Records from a data source:
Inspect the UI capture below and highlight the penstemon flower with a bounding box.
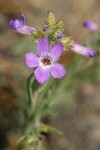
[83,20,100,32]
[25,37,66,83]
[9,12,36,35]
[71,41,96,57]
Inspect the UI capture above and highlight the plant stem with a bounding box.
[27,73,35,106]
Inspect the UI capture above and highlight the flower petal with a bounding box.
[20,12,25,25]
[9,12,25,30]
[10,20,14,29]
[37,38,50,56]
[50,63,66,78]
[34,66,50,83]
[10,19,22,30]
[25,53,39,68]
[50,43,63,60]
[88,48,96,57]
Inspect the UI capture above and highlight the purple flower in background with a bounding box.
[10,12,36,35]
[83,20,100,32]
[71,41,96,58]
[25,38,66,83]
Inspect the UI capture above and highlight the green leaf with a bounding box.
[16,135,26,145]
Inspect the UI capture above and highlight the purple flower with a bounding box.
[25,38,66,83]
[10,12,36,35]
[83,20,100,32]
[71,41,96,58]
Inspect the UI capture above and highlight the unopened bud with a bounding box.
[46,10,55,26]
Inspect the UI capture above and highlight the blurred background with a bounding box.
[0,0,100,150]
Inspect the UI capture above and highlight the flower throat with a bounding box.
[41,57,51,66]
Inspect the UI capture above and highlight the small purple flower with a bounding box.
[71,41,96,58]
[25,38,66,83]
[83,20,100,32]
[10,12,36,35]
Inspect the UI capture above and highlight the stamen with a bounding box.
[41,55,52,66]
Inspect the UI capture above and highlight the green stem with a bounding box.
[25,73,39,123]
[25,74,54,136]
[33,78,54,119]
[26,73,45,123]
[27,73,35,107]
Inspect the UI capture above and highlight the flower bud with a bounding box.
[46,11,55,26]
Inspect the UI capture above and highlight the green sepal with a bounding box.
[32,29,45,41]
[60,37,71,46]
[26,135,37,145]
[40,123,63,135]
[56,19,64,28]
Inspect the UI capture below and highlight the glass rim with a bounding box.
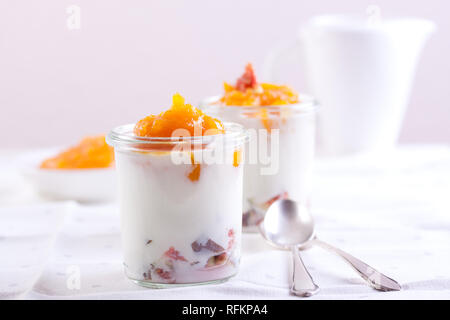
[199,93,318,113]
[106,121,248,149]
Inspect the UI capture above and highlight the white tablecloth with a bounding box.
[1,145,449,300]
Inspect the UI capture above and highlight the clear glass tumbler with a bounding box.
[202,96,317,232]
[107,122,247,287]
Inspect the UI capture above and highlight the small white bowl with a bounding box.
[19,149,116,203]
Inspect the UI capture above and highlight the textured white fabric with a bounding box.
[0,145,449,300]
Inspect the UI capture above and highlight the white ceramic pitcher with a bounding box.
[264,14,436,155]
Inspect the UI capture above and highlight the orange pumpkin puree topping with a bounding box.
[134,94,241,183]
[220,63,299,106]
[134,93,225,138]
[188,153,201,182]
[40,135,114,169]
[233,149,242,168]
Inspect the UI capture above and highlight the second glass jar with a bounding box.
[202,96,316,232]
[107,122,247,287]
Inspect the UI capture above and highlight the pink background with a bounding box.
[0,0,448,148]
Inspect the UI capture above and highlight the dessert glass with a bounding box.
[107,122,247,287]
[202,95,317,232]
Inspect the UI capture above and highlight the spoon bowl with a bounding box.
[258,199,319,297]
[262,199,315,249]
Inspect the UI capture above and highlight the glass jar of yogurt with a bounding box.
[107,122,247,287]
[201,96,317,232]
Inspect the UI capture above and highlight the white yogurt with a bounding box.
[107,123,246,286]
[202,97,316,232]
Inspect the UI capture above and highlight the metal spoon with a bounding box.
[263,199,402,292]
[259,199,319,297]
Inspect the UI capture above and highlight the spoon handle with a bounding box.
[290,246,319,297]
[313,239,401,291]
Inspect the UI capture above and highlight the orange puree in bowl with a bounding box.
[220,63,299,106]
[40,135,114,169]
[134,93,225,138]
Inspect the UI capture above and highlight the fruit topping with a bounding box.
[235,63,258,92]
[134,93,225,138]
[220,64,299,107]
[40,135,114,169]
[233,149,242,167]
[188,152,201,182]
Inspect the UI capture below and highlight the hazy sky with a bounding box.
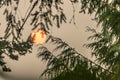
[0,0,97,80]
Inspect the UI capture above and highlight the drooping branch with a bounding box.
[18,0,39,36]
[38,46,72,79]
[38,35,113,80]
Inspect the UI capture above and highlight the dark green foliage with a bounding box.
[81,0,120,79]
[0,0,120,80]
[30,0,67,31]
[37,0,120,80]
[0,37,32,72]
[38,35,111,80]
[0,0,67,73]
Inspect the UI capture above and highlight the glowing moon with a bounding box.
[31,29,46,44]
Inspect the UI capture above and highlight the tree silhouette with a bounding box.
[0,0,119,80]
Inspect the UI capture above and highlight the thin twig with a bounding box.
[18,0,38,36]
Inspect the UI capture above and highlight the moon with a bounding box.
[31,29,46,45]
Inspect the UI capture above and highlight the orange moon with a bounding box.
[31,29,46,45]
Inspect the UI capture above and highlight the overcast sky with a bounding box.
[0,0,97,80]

* _Exercise goal_: In your copy, every entry above must match word for word, and no picture may appear.

* _Solution to this exercise_:
Inspect the UI capture below and highlight the penstemon flower with a bounding box.
[83,20,100,32]
[25,37,66,83]
[9,12,36,35]
[71,41,96,57]
Inspect the UI capture above and highlight the plant stem with a bounding box.
[27,73,35,106]
Inspect the UI capture above and highlight the flower petal with a bounding box.
[20,12,25,25]
[9,12,25,30]
[10,20,14,29]
[37,38,50,56]
[50,63,66,78]
[34,66,50,83]
[10,19,22,30]
[25,53,39,68]
[50,43,63,60]
[88,48,96,57]
Inspect the UI capture above and highlight the purple flower in background with a bounding box.
[10,12,36,35]
[83,20,100,32]
[71,41,96,58]
[25,38,66,83]
Inspect the UI capture above and highlight the green leaf with a bounding box.
[16,135,26,145]
Inspect the UI capture above and highlight the purple flower with a bounding box.
[25,38,66,83]
[10,12,36,35]
[83,20,100,32]
[71,41,96,58]
Inspect the UI capture above and highlight the unopened bud with a bounding box.
[46,10,55,26]
Inspect the UI capture above and highlight the blurred background with a bounding box.
[0,0,100,150]
Inspect the UI capture above and highlight the flower throat with a bounding box.
[41,57,51,66]
Inspect the UI capture above and highlight the small purple flower with a bounding box.
[71,41,96,58]
[25,38,66,83]
[83,20,100,32]
[10,12,36,35]
Inspect the UI capture above and highlight the stamen with a bounding box.
[41,55,52,66]
Inspect the UI capture above and highlight the green stem with a bounding box.
[25,73,39,123]
[25,74,54,136]
[33,78,54,119]
[26,73,45,123]
[27,73,35,107]
Inspect the UI capture above and highlight the flower bud with a bounding box.
[46,11,55,26]
Inspect the UI capture above and highlight the green sepal with a bounding box.
[32,29,45,41]
[60,37,71,46]
[26,135,37,145]
[40,123,63,135]
[56,19,64,28]
Inspect the UI capture below and highlight the glass rim with a bounding box.
[199,93,318,113]
[106,121,248,149]
Inspect the UI capture above and highlight the white tablecloth with a bounding box.
[1,145,449,300]
Inspect the UI capture above and highlight the clear glass tumbler with a bounding box.
[202,96,317,232]
[107,122,247,287]
Inspect the UI capture above and highlight the small white bowl with a bounding box.
[19,149,116,203]
Inspect the UI capture above and highlight the textured white fabric with a bounding box.
[0,145,449,300]
Inspect the UI capture above and highlight the white ceramic pitcher with a bounding box.
[264,14,436,155]
Inspect the UI capture above and highlight the orange pumpkin puree topping with a bounding box.
[134,94,241,183]
[220,63,299,106]
[134,93,225,138]
[188,153,201,182]
[40,135,114,169]
[233,149,242,168]
Inspect the UI capture above and highlight the second glass jar with a bounding box.
[202,96,316,232]
[107,122,247,287]
Inspect the UI capture above and highlight the pink background with a bounding box.
[0,0,448,148]
Inspect the UI capture above and highlight the dessert glass with a bounding box.
[107,122,247,287]
[202,95,317,232]
Inspect the UI capture above and highlight the spoon bowl with a bounding box.
[258,199,319,297]
[262,199,315,249]
Inspect the UI capture above and highlight the glass jar of yogurt with a bounding box.
[107,122,247,287]
[201,96,317,232]
Inspect the UI capture above and highlight the white yogurt with a bounding box.
[107,123,246,286]
[202,97,316,232]
Inspect the UI capture above and highlight the metal spoon with a bounding box.
[263,199,402,292]
[259,199,319,297]
Inspect the UI capture above and highlight the spoon handle with a bounding box.
[290,246,319,297]
[313,239,401,291]
Inspect the UI capture above and highlight the orange puree in bowl with a bounding box.
[220,63,299,106]
[40,135,114,169]
[134,93,225,138]
Inspect the UI capture above and highlight the fruit topping with a bounding box.
[235,63,258,92]
[134,93,225,138]
[220,64,299,107]
[40,135,114,169]
[233,149,242,167]
[188,152,201,182]
Inspect the UI capture below and highlight the hazy sky with a bounding box.
[0,0,97,80]
Inspect the UI capture above and highlight the drooping branch with a bounding box.
[18,0,39,36]
[38,46,72,79]
[38,35,113,80]
Inspect the UI capture above and highlight the dark green foliage with a bounding box.
[81,0,120,79]
[0,0,120,80]
[30,0,67,31]
[37,0,120,80]
[0,37,32,72]
[38,35,111,80]
[0,0,67,73]
Inspect the UI capture above and highlight the glowing moon with a bounding box.
[31,29,46,44]
Inspect the UI capture above and highlight the tree silhouette with a bounding box.
[0,0,119,80]
Inspect the UI capture above and highlight the thin twig with a bounding box.
[18,0,38,36]
Inspect the UI capture above and highlight the moon with a bounding box.
[31,29,46,45]
Inspect the UI capture above and highlight the orange moon with a bounding box.
[31,29,46,45]
Inspect the UI capture above and highlight the overcast sky with a bounding box.
[0,0,97,80]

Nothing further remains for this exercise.